* Records for this task *

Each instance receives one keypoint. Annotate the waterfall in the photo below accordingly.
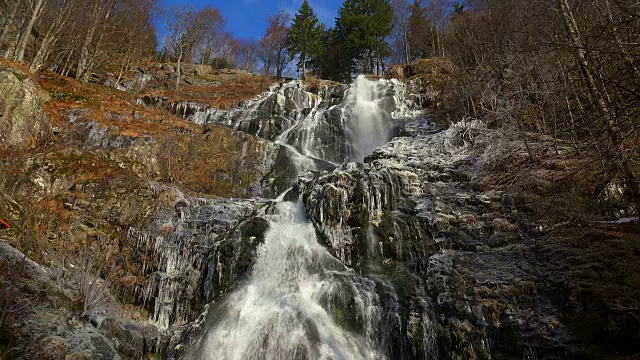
(369, 123)
(294, 305)
(300, 301)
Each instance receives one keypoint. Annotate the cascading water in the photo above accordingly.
(370, 125)
(300, 301)
(292, 306)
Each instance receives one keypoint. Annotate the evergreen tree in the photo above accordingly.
(363, 26)
(419, 30)
(304, 37)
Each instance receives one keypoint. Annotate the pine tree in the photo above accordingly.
(363, 26)
(304, 38)
(419, 30)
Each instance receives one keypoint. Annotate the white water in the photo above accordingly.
(300, 301)
(369, 123)
(288, 309)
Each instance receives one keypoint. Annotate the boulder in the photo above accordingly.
(23, 123)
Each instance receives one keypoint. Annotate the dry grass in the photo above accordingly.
(224, 96)
(108, 107)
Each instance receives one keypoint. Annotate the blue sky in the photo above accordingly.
(246, 19)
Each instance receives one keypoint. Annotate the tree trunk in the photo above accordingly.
(8, 23)
(613, 131)
(84, 51)
(625, 54)
(178, 69)
(24, 38)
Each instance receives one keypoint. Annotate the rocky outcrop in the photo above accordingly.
(410, 219)
(23, 123)
(29, 293)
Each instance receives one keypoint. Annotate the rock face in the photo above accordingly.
(409, 219)
(23, 123)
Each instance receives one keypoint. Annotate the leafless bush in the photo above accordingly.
(465, 132)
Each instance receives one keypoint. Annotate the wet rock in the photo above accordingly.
(130, 339)
(52, 348)
(23, 123)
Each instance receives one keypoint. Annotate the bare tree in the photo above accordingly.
(212, 32)
(35, 7)
(11, 12)
(273, 45)
(184, 30)
(101, 11)
(400, 32)
(57, 16)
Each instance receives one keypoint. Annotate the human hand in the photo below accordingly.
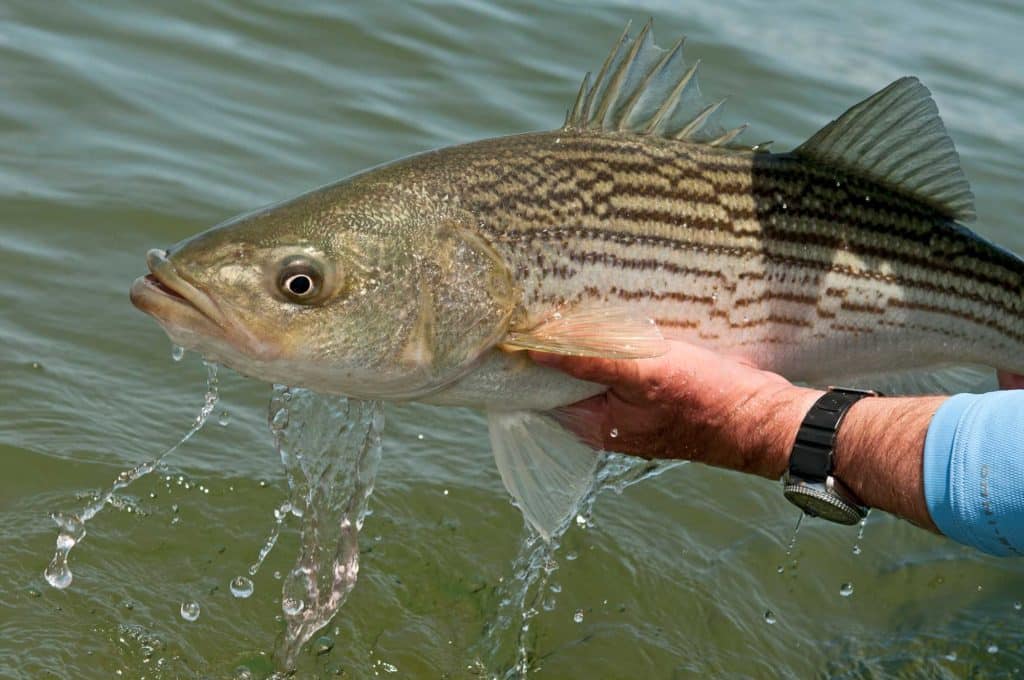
(690, 402)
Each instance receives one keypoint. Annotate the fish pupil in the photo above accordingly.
(299, 284)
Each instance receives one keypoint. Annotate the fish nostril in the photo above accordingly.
(155, 257)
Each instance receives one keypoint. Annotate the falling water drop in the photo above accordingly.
(72, 526)
(242, 587)
(189, 610)
(292, 605)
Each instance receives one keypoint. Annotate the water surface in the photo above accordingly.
(126, 126)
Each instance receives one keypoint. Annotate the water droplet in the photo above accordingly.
(280, 420)
(292, 605)
(323, 645)
(189, 610)
(242, 587)
(57, 574)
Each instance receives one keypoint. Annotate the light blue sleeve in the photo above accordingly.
(974, 470)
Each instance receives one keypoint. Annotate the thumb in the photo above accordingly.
(593, 369)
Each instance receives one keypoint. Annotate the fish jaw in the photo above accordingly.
(190, 317)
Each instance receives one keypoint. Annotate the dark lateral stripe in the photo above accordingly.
(1004, 326)
(856, 237)
(625, 239)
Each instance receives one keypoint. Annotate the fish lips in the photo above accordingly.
(187, 314)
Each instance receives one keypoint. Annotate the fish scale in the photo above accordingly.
(642, 218)
(738, 249)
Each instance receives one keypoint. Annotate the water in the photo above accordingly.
(128, 126)
(331, 448)
(72, 525)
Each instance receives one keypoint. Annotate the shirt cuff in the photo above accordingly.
(974, 471)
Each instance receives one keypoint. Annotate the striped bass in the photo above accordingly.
(640, 220)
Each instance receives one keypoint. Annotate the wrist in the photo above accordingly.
(771, 438)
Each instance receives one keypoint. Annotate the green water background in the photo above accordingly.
(125, 126)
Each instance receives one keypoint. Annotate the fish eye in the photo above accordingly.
(300, 281)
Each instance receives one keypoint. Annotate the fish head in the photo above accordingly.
(358, 289)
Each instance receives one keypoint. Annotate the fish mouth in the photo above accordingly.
(173, 300)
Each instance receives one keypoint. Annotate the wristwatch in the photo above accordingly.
(809, 482)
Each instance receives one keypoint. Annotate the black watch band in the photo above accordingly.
(811, 459)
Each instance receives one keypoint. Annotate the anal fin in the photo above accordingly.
(544, 466)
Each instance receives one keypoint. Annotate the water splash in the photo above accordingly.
(331, 448)
(509, 640)
(72, 525)
(860, 533)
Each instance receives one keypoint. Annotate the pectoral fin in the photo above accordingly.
(606, 332)
(544, 466)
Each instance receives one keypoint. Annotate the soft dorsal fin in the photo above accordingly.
(645, 89)
(896, 136)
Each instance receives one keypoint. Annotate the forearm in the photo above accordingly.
(880, 454)
(879, 450)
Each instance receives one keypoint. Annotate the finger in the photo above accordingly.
(605, 371)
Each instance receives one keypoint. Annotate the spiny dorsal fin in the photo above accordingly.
(896, 136)
(645, 89)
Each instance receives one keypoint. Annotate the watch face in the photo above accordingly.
(819, 502)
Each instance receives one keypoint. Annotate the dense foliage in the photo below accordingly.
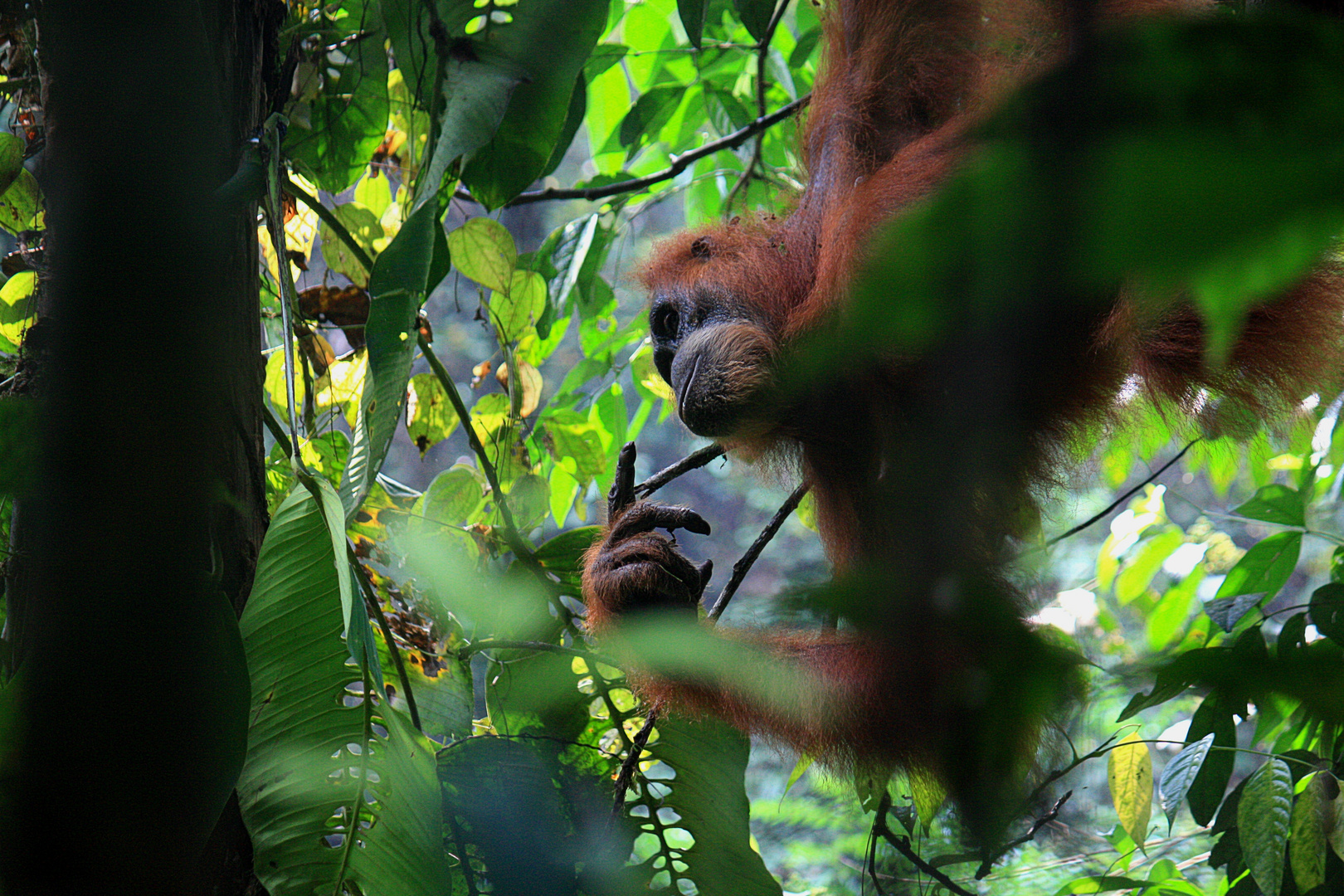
(427, 715)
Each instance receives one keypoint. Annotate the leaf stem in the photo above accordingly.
(377, 609)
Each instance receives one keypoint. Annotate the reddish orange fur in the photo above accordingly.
(902, 84)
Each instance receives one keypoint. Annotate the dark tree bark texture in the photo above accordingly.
(140, 538)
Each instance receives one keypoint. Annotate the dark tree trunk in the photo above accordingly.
(138, 546)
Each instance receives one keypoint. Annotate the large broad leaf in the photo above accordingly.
(397, 288)
(710, 798)
(1313, 816)
(1262, 817)
(324, 757)
(476, 95)
(550, 41)
(1179, 776)
(340, 113)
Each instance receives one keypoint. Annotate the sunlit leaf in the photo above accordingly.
(1265, 567)
(485, 251)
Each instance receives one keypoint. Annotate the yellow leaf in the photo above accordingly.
(1129, 772)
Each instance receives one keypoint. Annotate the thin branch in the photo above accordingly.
(396, 652)
(693, 461)
(743, 566)
(986, 867)
(902, 844)
(1121, 499)
(632, 762)
(676, 167)
(511, 535)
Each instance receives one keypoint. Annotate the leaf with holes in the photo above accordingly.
(1129, 772)
(1262, 818)
(485, 251)
(709, 794)
(324, 758)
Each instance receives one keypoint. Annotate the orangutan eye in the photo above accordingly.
(665, 321)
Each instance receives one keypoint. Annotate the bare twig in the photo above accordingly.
(743, 566)
(632, 762)
(693, 461)
(902, 844)
(499, 644)
(676, 167)
(986, 867)
(1122, 497)
(377, 609)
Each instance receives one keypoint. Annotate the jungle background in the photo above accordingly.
(401, 699)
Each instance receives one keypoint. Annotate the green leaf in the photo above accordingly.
(796, 776)
(19, 433)
(1205, 791)
(550, 41)
(485, 251)
(429, 412)
(364, 227)
(1265, 567)
(709, 794)
(1313, 813)
(1181, 774)
(11, 158)
(489, 783)
(340, 114)
(323, 757)
(476, 95)
(693, 19)
(397, 286)
(1129, 772)
(21, 203)
(1276, 504)
(928, 794)
(648, 114)
(516, 309)
(1138, 574)
(1262, 820)
(334, 518)
(572, 119)
(756, 15)
(1328, 611)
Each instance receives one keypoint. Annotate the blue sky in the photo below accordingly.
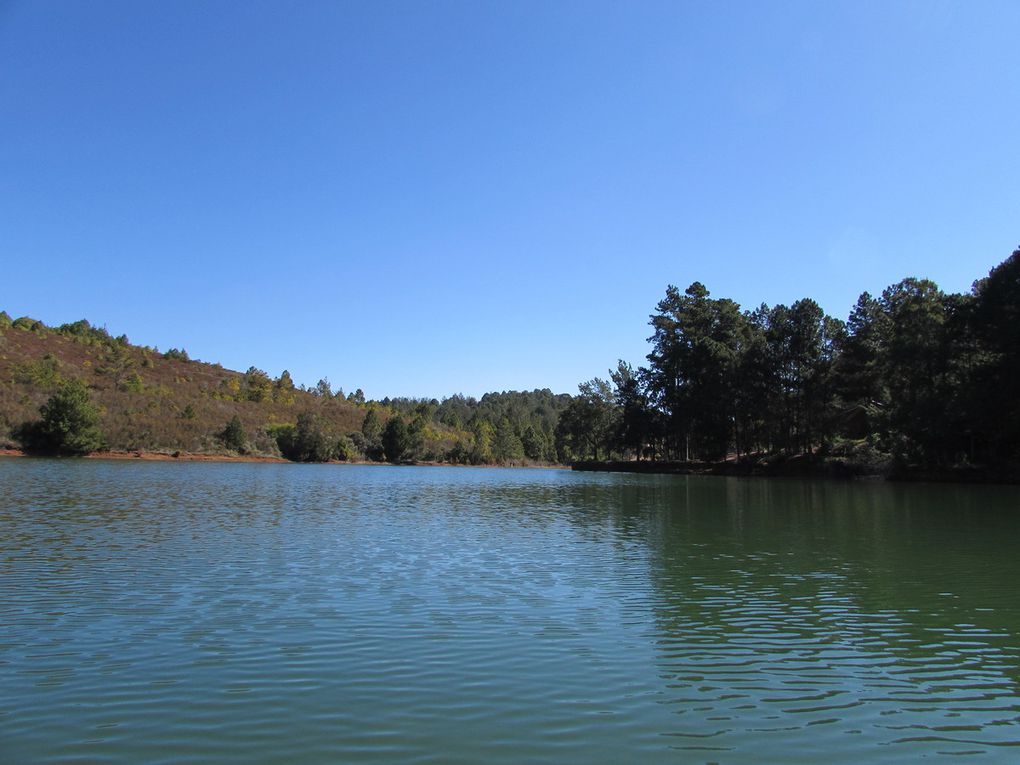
(420, 199)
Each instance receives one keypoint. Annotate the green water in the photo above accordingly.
(317, 614)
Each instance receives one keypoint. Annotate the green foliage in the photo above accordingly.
(508, 447)
(397, 442)
(176, 354)
(345, 449)
(28, 323)
(307, 441)
(234, 437)
(132, 384)
(283, 389)
(258, 387)
(370, 443)
(69, 424)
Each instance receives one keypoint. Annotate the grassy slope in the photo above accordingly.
(145, 397)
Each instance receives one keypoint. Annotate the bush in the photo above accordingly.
(305, 442)
(234, 436)
(69, 424)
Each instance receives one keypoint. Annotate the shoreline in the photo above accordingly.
(803, 468)
(146, 456)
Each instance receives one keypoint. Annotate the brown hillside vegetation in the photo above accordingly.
(153, 401)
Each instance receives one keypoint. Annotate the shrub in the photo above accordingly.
(69, 423)
(234, 436)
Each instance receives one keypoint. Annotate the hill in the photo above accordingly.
(165, 402)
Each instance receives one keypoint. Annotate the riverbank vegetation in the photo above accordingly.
(915, 381)
(74, 389)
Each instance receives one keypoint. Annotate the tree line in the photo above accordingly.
(914, 376)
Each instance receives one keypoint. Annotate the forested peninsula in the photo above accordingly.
(916, 383)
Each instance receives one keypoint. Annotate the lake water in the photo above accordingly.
(263, 613)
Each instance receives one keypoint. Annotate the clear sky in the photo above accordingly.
(426, 198)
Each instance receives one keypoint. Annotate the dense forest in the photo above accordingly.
(914, 379)
(75, 389)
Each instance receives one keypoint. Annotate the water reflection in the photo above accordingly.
(261, 613)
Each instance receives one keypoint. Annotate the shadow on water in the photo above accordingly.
(441, 615)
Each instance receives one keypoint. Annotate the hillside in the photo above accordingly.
(149, 400)
(164, 402)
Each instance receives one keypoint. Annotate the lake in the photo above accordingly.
(274, 613)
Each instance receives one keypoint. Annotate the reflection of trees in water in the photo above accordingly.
(883, 610)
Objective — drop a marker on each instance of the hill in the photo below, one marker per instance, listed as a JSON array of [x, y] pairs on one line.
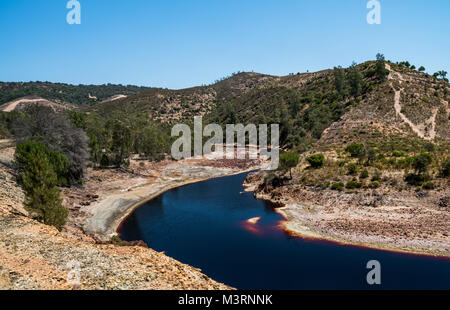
[[60, 93]]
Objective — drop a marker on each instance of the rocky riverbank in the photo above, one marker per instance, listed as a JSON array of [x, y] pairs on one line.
[[36, 256], [405, 221]]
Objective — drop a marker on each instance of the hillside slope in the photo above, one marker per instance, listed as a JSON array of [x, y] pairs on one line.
[[64, 94]]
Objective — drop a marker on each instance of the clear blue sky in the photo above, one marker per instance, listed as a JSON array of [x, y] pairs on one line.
[[182, 43]]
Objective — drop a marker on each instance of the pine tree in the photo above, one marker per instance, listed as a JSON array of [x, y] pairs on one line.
[[355, 80], [339, 80], [380, 68], [39, 182]]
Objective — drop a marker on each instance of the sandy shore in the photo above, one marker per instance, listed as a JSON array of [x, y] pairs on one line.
[[112, 208], [399, 224]]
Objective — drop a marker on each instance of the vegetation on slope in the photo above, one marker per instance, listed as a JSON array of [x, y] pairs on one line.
[[59, 92]]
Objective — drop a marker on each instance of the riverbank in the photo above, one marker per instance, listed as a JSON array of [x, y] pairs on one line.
[[107, 214], [400, 222], [37, 256]]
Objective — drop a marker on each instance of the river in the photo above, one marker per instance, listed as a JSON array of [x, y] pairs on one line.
[[206, 225]]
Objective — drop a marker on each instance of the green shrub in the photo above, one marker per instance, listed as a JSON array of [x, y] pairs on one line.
[[428, 186], [39, 180], [288, 161], [375, 184], [116, 240], [398, 154], [325, 185], [352, 168], [445, 170], [405, 162], [416, 179], [29, 149], [364, 174], [376, 176], [421, 162], [353, 185], [316, 161], [337, 186], [356, 150]]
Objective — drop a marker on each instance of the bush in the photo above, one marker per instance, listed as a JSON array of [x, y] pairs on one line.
[[364, 174], [26, 151], [337, 186], [377, 176], [57, 133], [352, 168], [445, 171], [398, 154], [416, 179], [375, 184], [116, 240], [428, 186], [39, 181], [288, 161], [421, 162], [353, 185], [356, 150], [316, 161]]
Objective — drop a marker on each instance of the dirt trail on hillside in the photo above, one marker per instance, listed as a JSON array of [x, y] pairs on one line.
[[12, 106], [419, 129]]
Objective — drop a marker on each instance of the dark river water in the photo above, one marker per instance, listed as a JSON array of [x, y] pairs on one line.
[[205, 225]]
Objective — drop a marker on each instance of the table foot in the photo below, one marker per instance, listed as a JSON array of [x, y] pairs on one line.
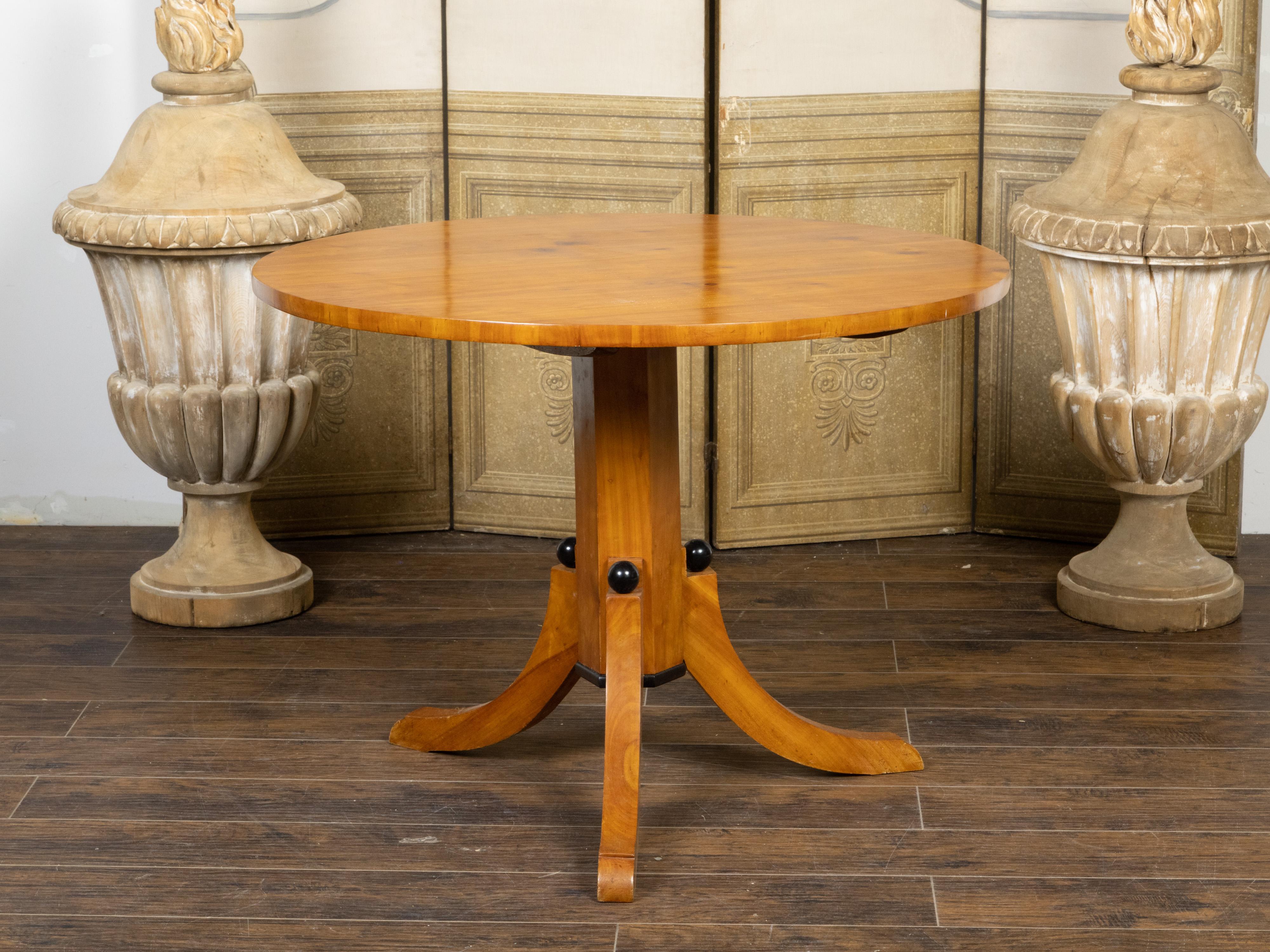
[[547, 678], [714, 663], [624, 690]]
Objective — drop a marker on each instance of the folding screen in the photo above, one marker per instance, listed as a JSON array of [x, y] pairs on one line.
[[558, 107], [866, 114], [1051, 73], [358, 87]]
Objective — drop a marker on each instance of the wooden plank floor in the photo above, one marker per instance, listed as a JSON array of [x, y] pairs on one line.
[[167, 789]]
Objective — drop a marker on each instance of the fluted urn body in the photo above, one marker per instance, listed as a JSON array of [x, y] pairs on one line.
[[1156, 247], [213, 388]]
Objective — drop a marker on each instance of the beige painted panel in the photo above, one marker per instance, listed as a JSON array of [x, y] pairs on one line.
[[377, 456], [551, 154], [838, 440], [1031, 479]]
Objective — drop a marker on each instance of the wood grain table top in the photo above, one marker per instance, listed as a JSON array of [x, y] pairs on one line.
[[632, 280]]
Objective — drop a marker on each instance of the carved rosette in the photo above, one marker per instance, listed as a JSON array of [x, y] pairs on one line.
[[1159, 381], [211, 385]]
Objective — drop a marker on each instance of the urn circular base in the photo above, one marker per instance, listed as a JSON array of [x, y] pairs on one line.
[[272, 601], [1139, 614]]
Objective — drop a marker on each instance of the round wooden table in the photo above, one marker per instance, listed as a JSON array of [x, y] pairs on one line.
[[620, 293]]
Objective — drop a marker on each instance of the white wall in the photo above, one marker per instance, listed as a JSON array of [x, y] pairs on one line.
[[81, 77], [76, 82], [615, 48]]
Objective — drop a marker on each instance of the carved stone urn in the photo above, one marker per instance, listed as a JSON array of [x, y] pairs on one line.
[[213, 388], [1156, 246]]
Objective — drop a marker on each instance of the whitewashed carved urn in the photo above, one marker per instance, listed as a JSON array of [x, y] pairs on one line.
[[1156, 246], [213, 388]]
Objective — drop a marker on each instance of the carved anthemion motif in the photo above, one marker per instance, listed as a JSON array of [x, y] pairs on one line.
[[556, 381], [846, 388]]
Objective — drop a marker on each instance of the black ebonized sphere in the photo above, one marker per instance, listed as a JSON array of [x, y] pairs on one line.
[[623, 578], [699, 555]]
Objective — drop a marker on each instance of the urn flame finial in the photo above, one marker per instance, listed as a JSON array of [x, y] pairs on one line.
[[1174, 32], [199, 36]]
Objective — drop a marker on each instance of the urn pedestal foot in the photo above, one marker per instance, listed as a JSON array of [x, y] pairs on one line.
[[222, 573], [1151, 573]]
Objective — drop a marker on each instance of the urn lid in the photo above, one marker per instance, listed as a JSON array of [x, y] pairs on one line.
[[208, 168], [1168, 173]]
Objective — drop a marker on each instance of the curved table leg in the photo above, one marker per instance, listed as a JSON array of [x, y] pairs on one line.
[[717, 668], [624, 690], [547, 678]]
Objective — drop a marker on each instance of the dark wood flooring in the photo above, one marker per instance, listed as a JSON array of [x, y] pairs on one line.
[[167, 789]]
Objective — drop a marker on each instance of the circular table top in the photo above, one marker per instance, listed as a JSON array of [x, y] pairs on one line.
[[632, 280]]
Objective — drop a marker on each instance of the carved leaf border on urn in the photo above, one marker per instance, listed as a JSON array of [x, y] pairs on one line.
[[1156, 249], [213, 388]]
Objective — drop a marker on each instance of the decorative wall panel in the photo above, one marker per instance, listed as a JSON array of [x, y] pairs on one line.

* What the exercise asks *
Copy the records word for word, starting with the line that contains "Objective — drop a marker on each instance of the fluted" and going on through the line that contains "[[213, 388], [1156, 246]]".

* Worked answer *
Objective — drop a marker on each instance of the fluted urn body in the photo above, one marker per instance, listed as a JSON array of [x, y] pairs on one line.
[[1156, 247], [213, 388]]
Objective — drop a marker on each instance of the beige painted panel in the photo above, one marker per instance, listed as a JSON array of [x, y] pairs on one line.
[[377, 456], [551, 154], [838, 440], [1031, 479]]
Objective — drop a marker on each instance of the wood grain table top in the photo above, one marker per instance, listed as a JSON array of [x, y] pairs on one line.
[[632, 280]]
Objective — drop a marker on each instance of the carved rosette in the photo above, one marker per instance, listed as a JSON array of [x, y] pairs on one line.
[[1159, 381], [211, 385]]
Objective — drop a marker on each instance of the urn circular base in the photo above, one marker per instance, listed as a JSON array of [x, y] pairs on one line.
[[272, 601], [1139, 614]]
Objective — drop a marker on each instance of the round wooden table in the photo above, one marker per instance, listed as a JSON array of [x, y] pairs on one line.
[[620, 293]]
Objective — drop a marker on each instance of the white wall in the photo above, one marker per instance, listed as a JSON array of [x, y] pairs on one line.
[[81, 77], [76, 82], [615, 48]]
Objective — drop a marker on each instance of the carved stone urn in the photo above, one marker per instance, listed as a JSON array of [x, y] pairs on one line.
[[213, 388], [1156, 246]]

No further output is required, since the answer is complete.